Exercises to complete.
[1] Answer these questions from the MRI methods passage:
(a) On what scanner, at what field strength, was the imaging done?
(b) How many volumes were discarded at the start of the rs-fMRI preprocessing?
(c) Above what frame-wise displacement were volumes treated as motion outliers?
[2] Continue the MRI methods passage, starting after its last sentence.
*** Passage for review
MRI data acquisition

All participants completed functional and structural MRI on a 3.0 T Siemens Verio MRI scanner (Siemens Medical Solutions, Erlangen, Germany) at Shanghai Mental Health Center. To rule out the effect of the medication, the patients did not take medicine before the MRI scanning, and they received regular pharmacological treatments after the scan. The time from enrollment was usually 2–3 days and no more than a week. After three‐plane localizer, an anatomical scan was acquired with a T1‐weighted magnetization prepared rapid gradient echo sequence (192 sagittal slices, echo time TR/TE/TI = 2,300/2.96/900 ms, flip angle = 9°, FOV = 256 mm, matrix = 256 × 240, slice thickness/gap = 1.0/0.0 mm). An 8′30″ resting‐state fMRI (rs‐fMRI) was acquired subsequent to T1 image with an echo‐planar imaging sequence (45 axial slices, acquired from inferior to superior in an interleaved manner, TR/TE = 3,000/30 ms, flip angle = 85°, FOV = 216 mm, matrix = 72 × 72, slice thickness/gap = 3.0/0.0 mm, 170 volumes). Subjects were instructed to close their eyes and remain awake during the MRI scan. Awakeness during MRI acquisition was confirmed in a brief interview after the scanning.

MRI preprocessing and quality control

After quality control of raw data, T1‐weighted structural images were bias corrected and segmented into gray matter, white matter, and cerebrospinal fluid using Volbrain (Version 1.0; Manjon & Coupe, 2016) and then nonlinearly transformed into MNI152 standard space using ANTs (Version 2.2; Tustison et al., 2014). As for rs‐fMRI images, the following steps were applied using FSL (Version 5.0.11; Jenkinson, Beckmann, Behrens, Woolrich, & Smith, 2012) and AFNI (Cox, 2012; Version 17.2.07): (a) discarding the first 10 volumes; (b) head motion correction; (c) slice time correction; (d) registration to corresponding structural images with boundary‐based registration (Greve & Fischl, 2009); (e) scaling the data to a global mean intensity of 10,000; (f) band‐pass temporal filtering (0.01–0.1 Hz). The preprocessed fMRI images were finally transformed into MNI152 space and resampled into 3 × 3 × 3 mm3. Of note, for ICA‐based functional connectivity analysis, the common nuisance regression was omitted by considering the facts that previous studies have demonstrated that nuisance regression could potentially remove brain activity signals besides noises (Bright & Murphy, 2015) and ICA could split noises from brain activities in a data‐driven manner and thus mitigate the influence of noises (Du et al., 2016). For ROI‐based functional connectivity analysis, nuisance regression was additionally applied before temporal filtering. The nuisance regressors included mean signals of white matter and ventricles, Friston's 24‐parameter motion model and motion outliers. The white matter and ventricle masks were created by combining individual‐level segmentation results and tissue priors from Harvard‐Oxford Subcortical Atlas in FSL (https://fsl.fmrib.ox.ac.uk/fsl/fslwiki/Atlases). The volumes with frame‐wise displacement (FD) higher than 0.5 mm were treated as motion outliers.
******
*** Records provided
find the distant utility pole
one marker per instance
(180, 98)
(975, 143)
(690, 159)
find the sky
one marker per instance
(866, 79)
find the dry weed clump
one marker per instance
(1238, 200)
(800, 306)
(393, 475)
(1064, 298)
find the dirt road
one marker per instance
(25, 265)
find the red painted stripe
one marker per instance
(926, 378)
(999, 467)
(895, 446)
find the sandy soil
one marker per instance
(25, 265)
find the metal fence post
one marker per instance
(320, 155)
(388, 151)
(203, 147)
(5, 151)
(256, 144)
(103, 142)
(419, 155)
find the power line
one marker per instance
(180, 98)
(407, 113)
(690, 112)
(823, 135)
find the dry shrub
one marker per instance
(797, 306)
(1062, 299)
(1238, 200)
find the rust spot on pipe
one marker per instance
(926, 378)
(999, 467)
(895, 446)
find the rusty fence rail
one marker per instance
******
Answers to the exercises.
[1]
(a) A 3.0 T Siemens Verio MRI scanner.
(b) The first 10 volumes.
(c) Higher than 0.5 mm.

[2]
Quality of brain extraction, tissue segmentation, and spatial registration was visually inspected. Images of five HC, three AH−, and two AH+ were excluded for further analysis due to poor brain extraction or spatial registration. The head motions in the rs‐fMRI data were measured using the maximum translation/rotation, mean frame‐wise displacement (meanFD; Power, Barnes, Snyder, Schlaggar, & Petersen, 2012), and the ratio of motion outliers (motion corrupted volumes divided by the total volumes). The maximum translation/rotation <3 mm/3°, meanFD <0.5 mm, and ratio of motion outliers <0.2 were ensured in all subjects. Furthermore, one AH+ subject was excluded whose total hallucination symptom scored only three and was lower than two SDs from the group mean. Therefore, 60 HC, 33 AH−, and 26 AH+ entered the final analysis.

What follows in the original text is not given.